**Exercise directions:** The line containing "Point to the crumb" opens the span to copy, and the last line of the records below closes it. Write out that span exactly.

■ ■ ■

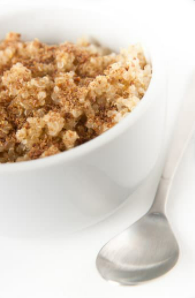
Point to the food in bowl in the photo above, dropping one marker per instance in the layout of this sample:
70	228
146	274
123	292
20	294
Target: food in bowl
56	97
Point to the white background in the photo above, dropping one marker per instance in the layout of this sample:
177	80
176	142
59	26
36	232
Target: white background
58	268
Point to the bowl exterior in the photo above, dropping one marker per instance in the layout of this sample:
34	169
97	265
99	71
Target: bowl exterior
68	196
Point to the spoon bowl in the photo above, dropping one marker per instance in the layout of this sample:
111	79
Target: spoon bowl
144	251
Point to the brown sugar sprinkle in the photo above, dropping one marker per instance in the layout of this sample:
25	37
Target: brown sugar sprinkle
56	97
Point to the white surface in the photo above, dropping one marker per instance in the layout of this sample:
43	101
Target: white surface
37	268
106	170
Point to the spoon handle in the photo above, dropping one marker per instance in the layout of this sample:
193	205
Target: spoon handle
184	128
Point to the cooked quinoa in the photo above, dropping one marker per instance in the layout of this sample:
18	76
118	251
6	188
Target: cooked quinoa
56	97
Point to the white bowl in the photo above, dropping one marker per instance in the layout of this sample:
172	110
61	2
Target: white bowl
72	190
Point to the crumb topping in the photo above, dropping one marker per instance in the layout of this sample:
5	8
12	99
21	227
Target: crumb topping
56	97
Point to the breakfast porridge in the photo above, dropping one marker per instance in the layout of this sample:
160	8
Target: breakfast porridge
56	97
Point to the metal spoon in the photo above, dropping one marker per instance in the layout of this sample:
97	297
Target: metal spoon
148	248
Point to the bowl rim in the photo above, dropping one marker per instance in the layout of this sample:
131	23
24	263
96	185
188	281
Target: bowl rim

■ ■ ■

**Written solution:**
Point to the crumb topping in the photo above, dropping one marker per instance in the layout of this sample:
5	8
12	99
21	227
Target: crumb topping
56	97
Point to the breakfast porridge in the photo above, dropping one marker per instance in the layout of this sample:
160	8
Target: breakfast porridge
56	97
Point to the metal spoon in the photo above, dropping one marker per instance in the layout of this sample:
97	297
Target: metal spoon
148	248
Point to the bowl rim in the photo above, dropping one marker per instance in the layout of this sample:
131	23
24	263
96	185
188	281
Target: bowl rim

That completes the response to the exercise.